→ **Task directions**
Quote each record exactly, please, leaving none out.

→ **Supplied records**
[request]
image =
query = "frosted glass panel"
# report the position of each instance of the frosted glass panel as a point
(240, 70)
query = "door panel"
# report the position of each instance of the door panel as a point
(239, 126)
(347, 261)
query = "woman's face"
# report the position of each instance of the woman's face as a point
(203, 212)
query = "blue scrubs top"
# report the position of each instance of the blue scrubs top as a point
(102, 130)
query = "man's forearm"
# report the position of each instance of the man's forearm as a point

→ **Result of this task**
[request]
image =
query = "frosted glass panel"
# report the position of each instance of the frosted glass panel as a point
(240, 70)
query = "door panel"
# report the position of each instance of the door panel as a point
(239, 126)
(347, 261)
query = "woman's face"
# report the position of each instance of the woman's face as a point
(203, 212)
query = "blue scrubs top"
# report the position of each instance of the blue scrubs top as a point
(102, 130)
query = "man's forearm"
# report the position of each instance of the man's forearm as a point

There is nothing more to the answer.